Alıştırma Yönergesi:
Seda Özelsoy yazısının "SESİYLE BÜYÜLEYEN, SAHNESİYLE" sözcüklerini içeren yerden başlayıp "oyuncusu Seda Özelsoy." sözcüklerinden sonra biten bölümünü, "yegâne" ifadesini "tek" ile değiştirerek yeniden yazınız.

Belge Metni:
════════════════
SESİYLE BÜYÜLEYEN, SAHNESİYLE İLHAM VEREN: SEDA ÖZELSOY’UN SANAT YOLCULUĞU

0

Sanat, insan ruhuna dokunan ve yaşamın monotonluğuna karşı bir renk, bir ses, bir nefes olmayı başaran yegâne ifade biçimlerinden biridir. Her sanatçının içinde sakladığı bir hikâye, dünyaya sunmak istediği bir mesaj vardır. Bu mesaj, kimi zaman sahnenin ışıltısında, kimi zaman bir ses kaydının derinliğinde hayat bulur. İşte bizleri bu büyülü dünyaya davet eden sanatçılardan biri de seslendirme sanatçısı ve tiyatro oyuncusu Seda Özelsoy.

Seda Özelsoy, sanatın hem sahnede hem de mikrofonda hayat bulduğu nadir yeteneklerden biri. Tiyatro sahnesinde canlandırdığı karakterlere kattığı derinlik ve mikrofon başında yarattığı etkileyici ses dünyasıyla izleyicilerini ve dinleyicilerini büyülemeyi başarıyor. Onun sesine aşina olanlar, duyguların kelimelerle nasıl hayat bulduğunu bilir. Sahnedeki performansları ise izleyenlerin zihninde silinmez izler bırakır.

Bu röportajda, Seda Özelsoy’un sanat yolculuğuna daha yakından bakıyoruz. Tiyatro sahnesinde ilk adımını attığı günden bugüne nasıl bir yolculuk geçirdiğini, seslendirme dünyasına nasıl adım attığını ve bu iki farklı ama birbirini tamamlayan sanatı nasıl bir araya getirdiğini kendisinden dinleyeceğiz. Aynı zamanda, sahne arkasındaki zorluklara, seslendirme sanatçılığına dair bilinmeyenlere ve onun gözünden sanatın ne anlama geldiğine dair samimi bir sohbet gerçekleştireceğiz.
════════════════
Veri Kümesi Kesiti:
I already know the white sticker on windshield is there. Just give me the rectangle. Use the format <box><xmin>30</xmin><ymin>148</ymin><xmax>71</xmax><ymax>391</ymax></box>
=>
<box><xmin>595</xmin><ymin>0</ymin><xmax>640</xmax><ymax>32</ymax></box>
════════════════
Tamamlanmış Cevap:
SESİYLE BÜYÜLEYEN, SAHNESİYLE İLHAM VEREN: SEDA ÖZELSOY’UN SANAT YOLCULUĞU

0

Sanat, insan ruhuna dokunan ve yaşamın monotonluğuna karşı bir renk, bir ses, bir nefes olmayı başaran tek ifade biçimlerinden biridir. Her sanatçının içinde sakladığı bir hikâye, dünyaya sunmak istediği bir mesaj vardır. Bu mesaj, kimi zaman sahnenin ışıltısında, kimi zaman bir ses kaydının derinliğinde hayat bulur. İşte bizleri bu büyülü dünyaya davet eden sanatçılardan biri de seslendirme sanatçısı ve tiyatro oyuncusu Seda Özelsoy.